--- Selected passage ---

The Digital Divide Highlights Gaps in Both Access and Adoption

June 8, 2022

Despite significant advancements in internet speeds and availability, the digital divide remains throughout the United States. The Federal Communications Commission estimates that more than 14.5 million households across the country do not have access to minimally acceptable internet speeds (25/3 Mbps) and over one-third of these households are in rural areas. 

Though its name is simple, the “digital divide” is a set of complex and often interrelated issues typically categorized into two buckets: access and adoption.

Closing the digital divide starts with reaching 100% connectivity for all households and businesses. But the work doesn’t stop there. While many residents in rural areas face access gaps, for many in urban areas it is an issue of adoption. Many people lack the digital or language skills to get online, are unable to afford home internet or a computer, or fail to see why broadband is necessary. In a national survey, Pew Research Center found that 71% of non-broadband users were not interested in having broadband at home despite having access.

--- Given entries ---

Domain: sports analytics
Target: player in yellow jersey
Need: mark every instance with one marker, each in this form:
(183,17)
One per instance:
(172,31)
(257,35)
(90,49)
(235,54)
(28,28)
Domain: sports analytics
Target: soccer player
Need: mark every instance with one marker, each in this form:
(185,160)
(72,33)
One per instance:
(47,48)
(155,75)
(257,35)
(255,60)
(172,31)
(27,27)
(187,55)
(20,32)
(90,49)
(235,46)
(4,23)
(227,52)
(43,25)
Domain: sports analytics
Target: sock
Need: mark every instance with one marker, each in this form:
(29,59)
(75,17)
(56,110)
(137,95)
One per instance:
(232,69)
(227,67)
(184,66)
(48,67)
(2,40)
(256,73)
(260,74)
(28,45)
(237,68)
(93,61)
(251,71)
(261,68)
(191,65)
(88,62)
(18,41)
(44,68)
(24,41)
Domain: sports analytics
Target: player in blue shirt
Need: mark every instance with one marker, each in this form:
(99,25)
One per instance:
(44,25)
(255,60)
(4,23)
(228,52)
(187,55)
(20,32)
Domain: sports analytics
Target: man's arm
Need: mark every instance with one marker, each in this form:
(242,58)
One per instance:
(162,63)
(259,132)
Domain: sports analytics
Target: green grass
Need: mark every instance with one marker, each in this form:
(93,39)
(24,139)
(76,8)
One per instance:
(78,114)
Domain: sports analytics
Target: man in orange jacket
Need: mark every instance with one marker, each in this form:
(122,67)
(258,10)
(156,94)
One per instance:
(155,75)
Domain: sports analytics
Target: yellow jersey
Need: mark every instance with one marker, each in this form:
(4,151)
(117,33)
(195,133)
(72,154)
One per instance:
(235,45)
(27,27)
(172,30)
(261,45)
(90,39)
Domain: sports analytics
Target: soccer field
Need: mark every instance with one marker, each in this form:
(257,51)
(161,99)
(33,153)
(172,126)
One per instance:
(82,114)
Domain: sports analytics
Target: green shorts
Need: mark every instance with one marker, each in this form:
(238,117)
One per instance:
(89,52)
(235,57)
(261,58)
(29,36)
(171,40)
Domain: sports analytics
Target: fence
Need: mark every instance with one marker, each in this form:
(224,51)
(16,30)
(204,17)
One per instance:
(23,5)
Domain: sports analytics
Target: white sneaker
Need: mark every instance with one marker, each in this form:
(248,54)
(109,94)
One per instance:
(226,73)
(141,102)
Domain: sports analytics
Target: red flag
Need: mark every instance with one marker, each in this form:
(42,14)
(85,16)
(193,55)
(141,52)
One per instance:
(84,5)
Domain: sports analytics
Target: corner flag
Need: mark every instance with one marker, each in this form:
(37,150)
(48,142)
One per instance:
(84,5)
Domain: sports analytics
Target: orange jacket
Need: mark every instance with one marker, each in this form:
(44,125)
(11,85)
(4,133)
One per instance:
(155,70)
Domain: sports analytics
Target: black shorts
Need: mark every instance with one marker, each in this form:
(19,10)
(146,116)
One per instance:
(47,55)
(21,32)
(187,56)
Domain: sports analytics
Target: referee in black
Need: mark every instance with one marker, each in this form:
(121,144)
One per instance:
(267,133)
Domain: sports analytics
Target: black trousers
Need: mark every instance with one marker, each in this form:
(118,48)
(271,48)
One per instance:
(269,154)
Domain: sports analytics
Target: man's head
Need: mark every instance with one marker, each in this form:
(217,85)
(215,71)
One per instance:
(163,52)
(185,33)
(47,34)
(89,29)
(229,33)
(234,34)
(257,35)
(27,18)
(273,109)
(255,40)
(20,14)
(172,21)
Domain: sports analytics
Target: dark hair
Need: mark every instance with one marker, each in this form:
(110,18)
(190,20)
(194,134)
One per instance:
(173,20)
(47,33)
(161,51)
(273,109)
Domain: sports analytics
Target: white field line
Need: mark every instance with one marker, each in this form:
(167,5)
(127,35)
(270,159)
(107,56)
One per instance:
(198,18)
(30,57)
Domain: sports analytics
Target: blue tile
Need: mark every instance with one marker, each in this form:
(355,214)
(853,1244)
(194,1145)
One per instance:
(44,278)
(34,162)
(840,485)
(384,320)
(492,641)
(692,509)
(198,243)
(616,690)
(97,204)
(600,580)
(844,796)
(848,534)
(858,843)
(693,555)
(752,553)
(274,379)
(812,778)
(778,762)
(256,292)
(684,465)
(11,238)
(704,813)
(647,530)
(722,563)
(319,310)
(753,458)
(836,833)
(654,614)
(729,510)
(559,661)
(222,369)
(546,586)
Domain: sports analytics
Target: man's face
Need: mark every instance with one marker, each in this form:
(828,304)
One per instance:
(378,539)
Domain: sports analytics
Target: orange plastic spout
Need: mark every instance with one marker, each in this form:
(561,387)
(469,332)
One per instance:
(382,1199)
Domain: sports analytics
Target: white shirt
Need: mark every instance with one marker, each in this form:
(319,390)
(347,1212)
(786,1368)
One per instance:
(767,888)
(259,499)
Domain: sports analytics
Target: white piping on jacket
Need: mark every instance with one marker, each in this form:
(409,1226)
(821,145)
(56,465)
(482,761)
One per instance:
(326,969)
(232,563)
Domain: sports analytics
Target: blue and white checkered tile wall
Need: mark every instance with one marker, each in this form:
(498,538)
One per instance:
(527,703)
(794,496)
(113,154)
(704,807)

---

> _Exercise requirements_
1) Rewrite the passage of the digital divide article that opens with "Closing the digital" and closes with "despite having access.", putting "homes" in place of "households".
2) Pick up the digital divide article after its last sentence and continue it.

> _Responses_
1)
Closing the digital divide starts with reaching 100% connectivity for all homes and businesses. But the work doesn’t stop there. While many residents in rural areas face access gaps, for many in urban areas it is an issue of adoption. Many people lack the digital or language skills to get online, are unable to afford home internet or a computer, or fail to see why broadband is necessary. In a national survey, Pew Research Center found that 71% of non-broadband users were not interested in having broadband at home despite having access.

2)
The adoption gap cuts across demographic and geographic lines, but disproportionately impacts less advantaged communities. This complex problem requires a comprehensive solution. To close the digital divide for good, we must solve both issues:

100% Access + 100% Adoption = 100% Connected

The pandemic escalated the importance of both access and adoption, and the federal government helped address the urgent need by allocating billions in funding to state and local governments. We’re starting to see success stories from communities that partnered with providers and stakeholders to close access and adoption gaps, and bring affordability solutions to communities throughout the country.  

  • Washtenaw County, MI: The Washtenaw County Broadband Task Force used federal funding to bring 100% high-speed internet access to every home in the county. Three providers – Spectrum, Comcast, and Midwest Energy – will connect the nearly 8,500 unserved, mostly rural homes through the FCC’s Rural Digital Opportunity Fund (RDOF) and the federal American Rescue Plan Act (ARPA).
  •  Los Angeles, CA: The Los Angeles Unified School District (LAUSD) announced the All Families Connected program in partnership with local providers, AT&T and Spectrum, to provide in-home, high-speed internet to students and their families at no cost for one year. The program will also provide 100,000 devices for students to connect at home and school. 96% of this $50 million effort is funded by federal dollars.
  • Dallas, TX: In Dallas, AT&T contributed $1 million to the United Way of Metropolitan Dallas’ Southern Dallas Thrives initiative. The program helps students in Southern Dallas neighborhoods engage in online learning. The donation will provide more than 2,000 K-12 students, young adults and families with free refurbished laptops, digital literacy training, and technology support over two years.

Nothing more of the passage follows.